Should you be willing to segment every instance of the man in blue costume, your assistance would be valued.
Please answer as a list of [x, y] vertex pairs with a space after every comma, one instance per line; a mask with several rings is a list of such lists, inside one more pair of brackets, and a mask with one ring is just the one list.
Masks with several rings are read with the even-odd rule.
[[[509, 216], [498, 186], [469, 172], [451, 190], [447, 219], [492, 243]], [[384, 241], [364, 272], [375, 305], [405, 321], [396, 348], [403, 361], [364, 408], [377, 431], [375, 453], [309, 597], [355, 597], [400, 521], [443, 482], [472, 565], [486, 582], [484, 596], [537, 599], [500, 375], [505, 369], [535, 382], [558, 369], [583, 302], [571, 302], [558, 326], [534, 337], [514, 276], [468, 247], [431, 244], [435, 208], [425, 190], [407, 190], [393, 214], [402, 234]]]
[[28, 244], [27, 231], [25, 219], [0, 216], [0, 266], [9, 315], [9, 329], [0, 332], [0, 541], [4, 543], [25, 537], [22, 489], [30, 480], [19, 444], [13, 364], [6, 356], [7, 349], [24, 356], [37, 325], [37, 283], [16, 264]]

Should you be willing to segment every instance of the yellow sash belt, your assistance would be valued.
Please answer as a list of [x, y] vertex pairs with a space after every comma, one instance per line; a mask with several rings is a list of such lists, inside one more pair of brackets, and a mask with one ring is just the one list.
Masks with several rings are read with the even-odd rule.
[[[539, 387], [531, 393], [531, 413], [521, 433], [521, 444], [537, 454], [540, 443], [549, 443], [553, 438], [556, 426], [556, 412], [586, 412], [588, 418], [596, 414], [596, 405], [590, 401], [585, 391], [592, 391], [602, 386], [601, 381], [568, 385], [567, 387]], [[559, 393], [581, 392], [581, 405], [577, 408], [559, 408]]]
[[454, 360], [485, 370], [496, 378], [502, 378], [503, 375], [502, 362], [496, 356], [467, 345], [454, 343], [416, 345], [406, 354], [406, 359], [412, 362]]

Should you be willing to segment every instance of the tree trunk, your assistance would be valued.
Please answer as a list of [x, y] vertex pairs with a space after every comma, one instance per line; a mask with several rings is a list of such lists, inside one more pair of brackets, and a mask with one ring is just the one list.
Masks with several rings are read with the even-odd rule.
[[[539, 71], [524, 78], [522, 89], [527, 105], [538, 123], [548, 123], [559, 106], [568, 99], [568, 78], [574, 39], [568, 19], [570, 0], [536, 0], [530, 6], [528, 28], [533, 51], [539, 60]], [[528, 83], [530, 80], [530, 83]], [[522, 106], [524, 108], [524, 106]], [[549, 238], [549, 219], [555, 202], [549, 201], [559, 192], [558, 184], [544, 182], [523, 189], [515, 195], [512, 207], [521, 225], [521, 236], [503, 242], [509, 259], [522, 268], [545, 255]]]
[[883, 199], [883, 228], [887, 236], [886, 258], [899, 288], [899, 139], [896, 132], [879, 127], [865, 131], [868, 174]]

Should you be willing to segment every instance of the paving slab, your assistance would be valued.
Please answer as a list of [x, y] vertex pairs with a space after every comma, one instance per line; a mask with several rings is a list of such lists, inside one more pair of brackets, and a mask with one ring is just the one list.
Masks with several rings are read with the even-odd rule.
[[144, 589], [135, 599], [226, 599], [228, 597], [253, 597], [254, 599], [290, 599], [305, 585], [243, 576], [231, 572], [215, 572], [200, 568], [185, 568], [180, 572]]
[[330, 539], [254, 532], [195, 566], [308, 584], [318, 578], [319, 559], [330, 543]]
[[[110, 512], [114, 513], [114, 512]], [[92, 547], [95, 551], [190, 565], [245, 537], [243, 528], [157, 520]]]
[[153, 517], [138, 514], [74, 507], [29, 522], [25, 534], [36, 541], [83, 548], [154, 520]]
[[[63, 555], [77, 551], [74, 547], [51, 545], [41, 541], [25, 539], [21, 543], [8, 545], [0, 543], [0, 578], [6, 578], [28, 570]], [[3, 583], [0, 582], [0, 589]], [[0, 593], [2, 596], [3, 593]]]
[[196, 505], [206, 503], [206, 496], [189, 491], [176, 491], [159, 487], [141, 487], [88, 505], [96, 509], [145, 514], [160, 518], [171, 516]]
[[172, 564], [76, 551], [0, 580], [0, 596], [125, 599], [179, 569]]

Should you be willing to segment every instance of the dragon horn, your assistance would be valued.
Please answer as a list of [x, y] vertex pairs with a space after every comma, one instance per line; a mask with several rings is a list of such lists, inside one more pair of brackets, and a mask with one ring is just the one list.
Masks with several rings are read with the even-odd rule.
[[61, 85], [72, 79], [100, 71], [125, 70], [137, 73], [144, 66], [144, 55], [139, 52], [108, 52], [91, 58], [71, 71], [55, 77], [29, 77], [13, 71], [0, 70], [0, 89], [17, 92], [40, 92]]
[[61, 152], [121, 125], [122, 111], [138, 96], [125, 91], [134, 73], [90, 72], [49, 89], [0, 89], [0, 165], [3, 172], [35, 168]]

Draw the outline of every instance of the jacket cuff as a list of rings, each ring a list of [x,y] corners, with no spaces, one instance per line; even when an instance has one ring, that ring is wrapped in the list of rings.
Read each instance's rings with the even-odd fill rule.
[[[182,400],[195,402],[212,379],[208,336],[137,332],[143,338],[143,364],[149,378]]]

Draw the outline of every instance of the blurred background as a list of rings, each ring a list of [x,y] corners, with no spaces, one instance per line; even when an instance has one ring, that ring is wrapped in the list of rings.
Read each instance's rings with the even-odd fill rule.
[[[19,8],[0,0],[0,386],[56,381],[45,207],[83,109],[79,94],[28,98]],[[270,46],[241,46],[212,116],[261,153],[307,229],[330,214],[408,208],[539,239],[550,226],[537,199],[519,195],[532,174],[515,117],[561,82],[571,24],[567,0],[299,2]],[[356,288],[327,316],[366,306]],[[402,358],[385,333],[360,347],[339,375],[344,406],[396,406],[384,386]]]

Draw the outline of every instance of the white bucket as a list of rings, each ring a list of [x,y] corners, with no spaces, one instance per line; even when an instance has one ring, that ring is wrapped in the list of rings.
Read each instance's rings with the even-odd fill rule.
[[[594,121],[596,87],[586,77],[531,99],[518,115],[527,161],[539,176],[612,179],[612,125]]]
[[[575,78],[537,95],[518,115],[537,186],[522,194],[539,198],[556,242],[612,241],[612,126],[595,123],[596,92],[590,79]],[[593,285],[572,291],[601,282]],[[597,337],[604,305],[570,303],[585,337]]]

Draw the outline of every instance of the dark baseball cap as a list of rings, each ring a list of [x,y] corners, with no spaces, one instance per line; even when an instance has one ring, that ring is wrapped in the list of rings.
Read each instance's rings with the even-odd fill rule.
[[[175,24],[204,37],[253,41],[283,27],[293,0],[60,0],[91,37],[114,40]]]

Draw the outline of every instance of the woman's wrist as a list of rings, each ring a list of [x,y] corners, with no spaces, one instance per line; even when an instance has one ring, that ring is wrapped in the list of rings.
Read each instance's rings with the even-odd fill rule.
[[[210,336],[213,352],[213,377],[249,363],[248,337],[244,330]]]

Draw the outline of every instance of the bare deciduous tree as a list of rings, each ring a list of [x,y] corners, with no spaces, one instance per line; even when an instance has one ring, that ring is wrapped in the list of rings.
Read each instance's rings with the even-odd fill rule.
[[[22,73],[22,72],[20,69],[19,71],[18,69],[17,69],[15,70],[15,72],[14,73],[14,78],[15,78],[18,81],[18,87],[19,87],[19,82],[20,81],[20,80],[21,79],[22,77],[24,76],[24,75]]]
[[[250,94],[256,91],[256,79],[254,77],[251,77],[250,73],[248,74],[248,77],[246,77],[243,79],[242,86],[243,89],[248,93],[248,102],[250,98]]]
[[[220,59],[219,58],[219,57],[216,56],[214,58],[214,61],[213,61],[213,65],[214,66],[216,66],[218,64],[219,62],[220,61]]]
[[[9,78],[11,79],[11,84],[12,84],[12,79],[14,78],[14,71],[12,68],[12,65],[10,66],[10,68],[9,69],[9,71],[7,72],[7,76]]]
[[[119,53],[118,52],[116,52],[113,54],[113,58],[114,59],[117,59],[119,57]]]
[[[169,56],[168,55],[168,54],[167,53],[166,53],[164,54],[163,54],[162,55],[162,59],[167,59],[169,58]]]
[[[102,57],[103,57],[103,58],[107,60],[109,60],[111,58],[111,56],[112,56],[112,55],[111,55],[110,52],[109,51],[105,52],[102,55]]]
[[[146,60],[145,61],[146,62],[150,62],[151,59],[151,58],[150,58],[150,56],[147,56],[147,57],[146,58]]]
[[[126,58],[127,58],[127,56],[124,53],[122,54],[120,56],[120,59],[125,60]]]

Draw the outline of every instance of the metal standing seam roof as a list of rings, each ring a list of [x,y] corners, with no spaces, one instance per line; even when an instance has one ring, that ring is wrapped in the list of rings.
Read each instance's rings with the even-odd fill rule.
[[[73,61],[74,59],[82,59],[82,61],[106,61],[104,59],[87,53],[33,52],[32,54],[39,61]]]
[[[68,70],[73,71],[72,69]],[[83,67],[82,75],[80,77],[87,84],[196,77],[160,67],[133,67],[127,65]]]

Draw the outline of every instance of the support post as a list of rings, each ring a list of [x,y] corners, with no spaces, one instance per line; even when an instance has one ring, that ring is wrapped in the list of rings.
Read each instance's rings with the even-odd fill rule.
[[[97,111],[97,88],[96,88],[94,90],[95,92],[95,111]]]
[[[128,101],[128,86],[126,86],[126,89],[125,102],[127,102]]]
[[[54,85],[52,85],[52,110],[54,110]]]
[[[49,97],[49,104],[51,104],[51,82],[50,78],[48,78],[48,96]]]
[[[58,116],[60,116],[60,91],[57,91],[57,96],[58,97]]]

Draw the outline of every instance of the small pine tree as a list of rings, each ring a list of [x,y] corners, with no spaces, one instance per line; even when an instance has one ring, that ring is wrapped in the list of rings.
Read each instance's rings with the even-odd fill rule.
* * * *
▶ _AIM OF THE EXERCISE_
Reproduce the data above word for word, beginning at the line containing "Should you be willing to segment every instance of the paving" and stopping after the line containing "599], [179, 569]]".

▶ _THE REPLY_
Should you be willing to segment every instance of the paving slab, your assistance would be valued.
Please answer as a list of [x, y] vertex pairs with a space after every comma, one instance per line; a mask with several rings is a list of such lists, inside one more pair of brackets, and a mask with one ring is just the one list.
Masks with several rings are read with the even-odd rule.
[[144, 589], [135, 599], [226, 599], [228, 597], [253, 597], [254, 599], [290, 599], [305, 585], [243, 576], [231, 572], [215, 572], [200, 568], [185, 568], [180, 572]]
[[330, 539], [254, 532], [195, 566], [308, 584], [318, 578], [319, 559], [330, 543]]
[[[110, 512], [114, 513], [114, 512]], [[92, 547], [95, 551], [190, 565], [245, 537], [243, 528], [157, 520]]]
[[153, 517], [138, 514], [74, 507], [29, 522], [25, 534], [36, 541], [83, 548], [154, 520]]
[[[63, 555], [77, 551], [74, 547], [51, 545], [41, 541], [25, 539], [21, 543], [8, 545], [0, 543], [0, 578], [6, 578], [28, 570]], [[3, 583], [0, 582], [0, 589]], [[0, 593], [2, 596], [3, 593]]]
[[196, 505], [206, 503], [206, 496], [189, 491], [176, 491], [159, 487], [141, 487], [88, 505], [96, 509], [145, 514], [160, 518], [171, 516]]
[[172, 564], [76, 551], [0, 580], [0, 596], [125, 599], [179, 569]]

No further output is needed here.